## Exercise instructions
Every record must be written out once more, with nothing added or omitted.

## Information provided
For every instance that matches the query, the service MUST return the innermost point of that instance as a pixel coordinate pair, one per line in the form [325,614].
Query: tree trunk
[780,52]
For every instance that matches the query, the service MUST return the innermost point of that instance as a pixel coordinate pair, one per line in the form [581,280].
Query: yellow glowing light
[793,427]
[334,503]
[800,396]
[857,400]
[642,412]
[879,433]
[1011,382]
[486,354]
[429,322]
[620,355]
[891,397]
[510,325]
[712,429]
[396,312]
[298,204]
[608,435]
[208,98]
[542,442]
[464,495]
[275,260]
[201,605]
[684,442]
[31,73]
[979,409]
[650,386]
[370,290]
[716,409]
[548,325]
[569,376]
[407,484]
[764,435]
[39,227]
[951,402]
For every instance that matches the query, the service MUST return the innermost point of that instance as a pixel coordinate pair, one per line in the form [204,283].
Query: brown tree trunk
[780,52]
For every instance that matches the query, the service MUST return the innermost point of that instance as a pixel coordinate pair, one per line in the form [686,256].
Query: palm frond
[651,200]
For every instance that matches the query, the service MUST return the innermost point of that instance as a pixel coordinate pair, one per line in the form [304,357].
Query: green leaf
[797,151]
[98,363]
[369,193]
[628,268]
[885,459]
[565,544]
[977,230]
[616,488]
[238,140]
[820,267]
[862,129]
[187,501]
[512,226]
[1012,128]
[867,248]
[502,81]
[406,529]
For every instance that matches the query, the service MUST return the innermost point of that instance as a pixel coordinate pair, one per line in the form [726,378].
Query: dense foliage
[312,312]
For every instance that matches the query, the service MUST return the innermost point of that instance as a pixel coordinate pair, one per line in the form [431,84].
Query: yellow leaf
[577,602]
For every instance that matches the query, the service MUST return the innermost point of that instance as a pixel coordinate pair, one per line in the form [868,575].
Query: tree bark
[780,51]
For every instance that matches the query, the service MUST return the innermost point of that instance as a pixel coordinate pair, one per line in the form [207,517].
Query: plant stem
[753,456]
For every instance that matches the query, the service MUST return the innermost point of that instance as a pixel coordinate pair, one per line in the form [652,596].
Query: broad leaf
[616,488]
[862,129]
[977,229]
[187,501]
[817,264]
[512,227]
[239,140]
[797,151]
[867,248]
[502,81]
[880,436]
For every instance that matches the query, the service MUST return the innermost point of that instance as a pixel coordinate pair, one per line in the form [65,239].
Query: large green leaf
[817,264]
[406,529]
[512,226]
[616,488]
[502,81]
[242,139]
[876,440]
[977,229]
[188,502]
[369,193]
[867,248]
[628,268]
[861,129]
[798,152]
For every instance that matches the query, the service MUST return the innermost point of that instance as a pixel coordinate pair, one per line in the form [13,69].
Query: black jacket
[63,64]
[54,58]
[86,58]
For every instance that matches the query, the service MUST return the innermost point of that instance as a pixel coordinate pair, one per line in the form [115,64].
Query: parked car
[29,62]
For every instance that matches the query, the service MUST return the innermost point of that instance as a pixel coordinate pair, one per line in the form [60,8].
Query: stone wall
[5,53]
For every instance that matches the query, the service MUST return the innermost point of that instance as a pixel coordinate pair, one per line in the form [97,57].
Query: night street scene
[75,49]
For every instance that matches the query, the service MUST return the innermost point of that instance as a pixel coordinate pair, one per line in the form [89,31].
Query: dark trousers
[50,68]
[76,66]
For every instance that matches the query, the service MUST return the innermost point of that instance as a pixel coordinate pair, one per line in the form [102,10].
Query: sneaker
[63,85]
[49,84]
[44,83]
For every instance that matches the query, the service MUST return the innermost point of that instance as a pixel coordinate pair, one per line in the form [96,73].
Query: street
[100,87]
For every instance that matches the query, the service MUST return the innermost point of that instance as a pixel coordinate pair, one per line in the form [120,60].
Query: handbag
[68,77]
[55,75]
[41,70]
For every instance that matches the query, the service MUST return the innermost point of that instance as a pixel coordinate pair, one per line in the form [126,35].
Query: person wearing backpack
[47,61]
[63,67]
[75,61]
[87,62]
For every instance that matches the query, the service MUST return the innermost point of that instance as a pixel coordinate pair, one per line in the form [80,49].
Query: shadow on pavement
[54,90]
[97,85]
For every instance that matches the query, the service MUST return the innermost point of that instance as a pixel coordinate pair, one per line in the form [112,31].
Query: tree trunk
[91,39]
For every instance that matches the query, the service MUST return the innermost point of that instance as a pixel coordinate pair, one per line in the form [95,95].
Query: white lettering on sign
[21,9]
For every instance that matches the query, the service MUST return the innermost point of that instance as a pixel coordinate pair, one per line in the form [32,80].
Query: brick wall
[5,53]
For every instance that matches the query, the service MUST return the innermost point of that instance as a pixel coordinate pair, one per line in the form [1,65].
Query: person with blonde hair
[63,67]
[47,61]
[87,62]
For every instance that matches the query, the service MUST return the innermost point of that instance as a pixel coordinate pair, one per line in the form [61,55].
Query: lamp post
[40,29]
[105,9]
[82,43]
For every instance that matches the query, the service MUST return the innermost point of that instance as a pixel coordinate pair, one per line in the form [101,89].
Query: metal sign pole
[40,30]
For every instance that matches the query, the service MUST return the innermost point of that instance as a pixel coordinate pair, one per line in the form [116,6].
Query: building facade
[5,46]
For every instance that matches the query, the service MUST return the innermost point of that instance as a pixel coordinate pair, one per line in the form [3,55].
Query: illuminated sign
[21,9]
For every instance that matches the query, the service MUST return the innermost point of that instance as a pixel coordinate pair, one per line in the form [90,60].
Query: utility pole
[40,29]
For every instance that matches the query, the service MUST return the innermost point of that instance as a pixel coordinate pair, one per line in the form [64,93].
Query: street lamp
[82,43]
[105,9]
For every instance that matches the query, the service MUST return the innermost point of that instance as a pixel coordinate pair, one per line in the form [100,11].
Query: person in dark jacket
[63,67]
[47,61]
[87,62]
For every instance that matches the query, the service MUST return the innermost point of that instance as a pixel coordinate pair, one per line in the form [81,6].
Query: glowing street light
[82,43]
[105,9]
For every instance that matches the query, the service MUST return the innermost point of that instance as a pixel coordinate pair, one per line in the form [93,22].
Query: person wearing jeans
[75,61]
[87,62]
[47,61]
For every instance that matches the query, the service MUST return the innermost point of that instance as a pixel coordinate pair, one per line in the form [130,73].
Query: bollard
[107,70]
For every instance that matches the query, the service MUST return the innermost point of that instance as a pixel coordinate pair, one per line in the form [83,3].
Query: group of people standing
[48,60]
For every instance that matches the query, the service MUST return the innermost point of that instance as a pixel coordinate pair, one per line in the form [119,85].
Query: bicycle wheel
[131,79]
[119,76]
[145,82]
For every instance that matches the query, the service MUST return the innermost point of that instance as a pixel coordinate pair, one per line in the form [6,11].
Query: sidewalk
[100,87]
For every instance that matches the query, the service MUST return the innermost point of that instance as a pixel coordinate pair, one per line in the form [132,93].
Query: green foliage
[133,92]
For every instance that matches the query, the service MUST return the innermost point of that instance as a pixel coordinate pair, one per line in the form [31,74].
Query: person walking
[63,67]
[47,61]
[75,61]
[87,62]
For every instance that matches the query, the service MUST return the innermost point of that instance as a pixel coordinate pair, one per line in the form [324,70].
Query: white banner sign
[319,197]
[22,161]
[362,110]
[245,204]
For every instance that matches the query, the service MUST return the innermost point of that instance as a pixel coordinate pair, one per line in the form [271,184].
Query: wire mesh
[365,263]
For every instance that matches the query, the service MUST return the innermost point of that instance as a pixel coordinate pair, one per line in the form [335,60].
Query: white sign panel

## Response below
For every instance that matches the query, the service MUST return the innermost point of that instance as a pixel coordinate pair, one per line in the form [325,614].
Query: tree trunk
[780,52]
For every instance that matches the query, the service MUST return the innermost point of that instance as a pixel coordinate pair, one per line in the form [581,280].
Query: yellow glowing light
[793,427]
[334,503]
[800,396]
[857,400]
[642,412]
[879,433]
[1011,382]
[486,354]
[429,322]
[620,355]
[891,397]
[510,325]
[712,429]
[396,312]
[298,204]
[608,435]
[208,98]
[542,442]
[464,495]
[275,260]
[201,605]
[684,442]
[31,73]
[979,409]
[650,386]
[370,290]
[716,409]
[548,325]
[569,376]
[407,484]
[764,435]
[39,227]
[951,402]
For every instance that matches the query, the service MUST return the innermost point of that instance as a pixel coordinate pair, one per line in the form [204,283].
Query: brown tree trunk
[780,52]
For every instance that matches the query, the service MUST return the innermost point of that instance as a pixel coordinate pair, one per line in the form [686,256].
Query: palm frond
[651,200]
For every instance that matches the query, the service MUST return the innermost point of that instance as a pixel coordinate pair, one per line in the form [304,357].
Query: green leaf
[797,151]
[98,363]
[369,193]
[628,268]
[885,459]
[565,544]
[977,230]
[616,488]
[238,140]
[820,267]
[862,129]
[187,501]
[512,226]
[1012,128]
[867,248]
[502,81]
[406,529]
For every instance that matches the query, the service MUST return the innermost point of that instance as a pixel coordinate pair, one per line in the form [726,378].
Query: dense foliage
[312,312]
For every instance that matches the query, the service MUST return the innermost point of that instance as a pixel coordinate pair, one per line in the form [431,84].
Query: yellow leaf
[577,602]
For every instance that matches the query, the service MUST return the innermost point of that instance as a pixel coordinate pair, one per line in the form [868,575].
Query: tree bark
[780,51]
For every instance that matches the query, the service MUST return the innermost point of that instance as a pixel coordinate pair, one per line in the form [207,517].
Query: plant stem
[753,456]
For every instance that matches the query, the service MUST return the innermost point of that instance as a pixel coordinate pair, one per line in the form [652,596].
Query: broad leaf
[616,488]
[862,129]
[977,229]
[187,501]
[817,264]
[512,227]
[239,140]
[797,151]
[867,248]
[502,81]
[880,436]
For every instance that matches the query, the service MUST return the innermost point of that instance as a pixel coordinate pair, one per line in the form [65,239].
Query: large green leaf
[817,264]
[406,529]
[512,226]
[616,488]
[502,81]
[242,139]
[876,440]
[977,229]
[188,502]
[369,193]
[867,248]
[628,268]
[861,129]
[798,152]
For every instance that matches the query, the service MUST return the innermost point of that instance as a pixel coordinate pair, one per line in the form [13,69].
Query: black jacket
[63,64]
[54,58]
[86,58]
For every instance that matches the query, the service MUST return the innermost point of that instance as a pixel coordinate pair, one per line in the form [115,64].
Query: parked car
[29,62]
For every instance that matches the query, the service MUST return the innermost point of that instance as a pixel coordinate pair, one per line in the form [60,8].
Query: stone wall
[5,53]
For every instance that matches the query, the service MUST return the innermost point of that instance as a pixel coordinate pair, one per line in the form [97,57].
Query: night street scene
[75,49]
For every instance that matches the query, the service MUST return the innermost point of that instance as a pixel coordinate pair, one per line in the form [89,31].
Query: dark trousers
[50,68]
[76,66]
For every instance that matches the query, the service MUST return the innermost point of that instance as a pixel coordinate pair, one per line in the form [102,10].
Query: sneaker
[63,85]
[49,84]
[44,83]
For every instance that matches the query, the service MUST return the innermost point of that instance as a pixel coordinate pair, one per line in the form [96,73].
Query: street
[100,87]
For every instance that matches the query, the service MUST return the innermost point of that instance as a pixel coordinate pair, one per line in the form [120,60].
Query: handbag
[68,77]
[55,75]
[41,70]
For every instance that matches the query, the service MUST return the innermost point of that instance as a pixel coordinate pair, one per line in the form [126,35].
Query: person wearing backpack
[47,61]
[63,67]
[75,61]
[87,62]
For every instance that matches the query, the service MUST return the innermost point of that instance as a pixel coordinate pair, one per line in the form [80,49].
Query: shadow on pavement
[54,90]
[97,85]
For every instance that matches the query, the service MUST return the innermost point of that instance as a pixel coordinate pair, one per line in the form [112,31].
Query: tree trunk
[91,39]
For every instance that matches the query, the service MUST return the innermost point of that instance as a pixel coordinate pair, one per line in the form [95,95].
Query: white lettering on sign
[21,9]
For every instance that matches the query, the service MUST return the innermost point of that instance as a pixel coordinate pair, one per line in the form [32,80].
Query: brick wall
[5,53]
For every instance that matches the query, the service MUST return the innermost point of that instance as a pixel coordinate pair, one per line in the form [1,65].
Query: person with blonde hair
[63,67]
[47,61]
[87,62]
For every instance that matches the query, the service MUST return the innermost point of that instance as a pixel coordinate pair, one per line in the form [61,55].
Query: lamp post
[40,29]
[105,9]
[82,43]
For every instance that matches the query, the service MUST return the innermost point of that instance as a pixel coordinate pair, one per line in the form [101,89].
Query: metal sign pole
[40,30]
For every instance that matches the query, the service MUST return the innermost point of that instance as a pixel coordinate pair, one per line in the form [116,6].
Query: building facade
[5,46]
For every instance that matches the query, the service MUST return the innermost point of that instance as a pixel coordinate pair, one per line in the form [3,55].
Query: illuminated sign
[21,9]
For every instance that matches the query, the service MUST return the innermost point of that instance as a pixel coordinate pair, one per line in the form [90,60].
Query: utility pole
[40,29]
For every instance that matches the query, the service MUST return the innermost point of that instance as a pixel coordinate pair, one per line in the form [64,93].
Query: street lamp
[82,43]
[105,9]
For every instance that matches the query, the service MUST return the innermost point of that instance as a pixel coordinate pair, one per line in the form [100,11].
Query: person in dark jacket
[63,67]
[47,61]
[87,62]
For every instance that matches the query, the service MUST return the innermost point of that instance as a pixel coordinate pair, one per line in the form [81,6].
Query: glowing street light
[82,43]
[105,9]
For every instance that matches the query, the service MUST return the innermost point of that instance as a pixel coordinate pair, one per line in the form [93,22].
Query: person wearing jeans
[75,61]
[87,62]
[47,61]
For every instance that matches the query, the service MUST return the innermost point of that instance as a pixel coordinate pair, one per line in the form [130,73].
Query: bollard
[107,70]
For every instance that matches the query, the service MUST return the innermost point of that instance as a pixel coordinate pair, one per line in the form [83,3].
Query: group of people standing
[48,60]
For every instance that matches the query, the service MUST return the innermost point of that instance as a pixel coordinate pair, one per line in the form [119,85].
Query: bicycle wheel
[131,79]
[119,76]
[145,82]
For every instance that matches the query, the service MUST return the innermost point of that instance as a pixel coordinate pair, one per line in the form [6,11].
Query: sidewalk
[100,87]
For every instance that matches the query, the service MUST return the innermost point of that instance as a pixel coordinate pair, one per line in the form [132,93].
Query: green foliage
[133,92]
For every instance that matches the query, the service MUST return the innermost point of that instance as a pixel coordinate pair, one per line in the form [31,74].
Query: person walking
[63,67]
[47,61]
[75,61]
[87,62]
For every instance that matches the query, the service MUST return the innermost point of that instance as a pixel coordinate pair, one per line in the form [324,70].
Query: white banner sign
[319,197]
[22,161]
[362,110]
[245,204]
For every instance that matches the query, the service MUST return the innermost point of that instance as a pixel coordinate pair, one per line in the form [271,184].
Query: wire mesh
[365,263]
For every instance that matches the query, the service MUST return the innermost point of that instance as a pixel coordinate pair, one per line in the form [335,60].
Query: white sign panel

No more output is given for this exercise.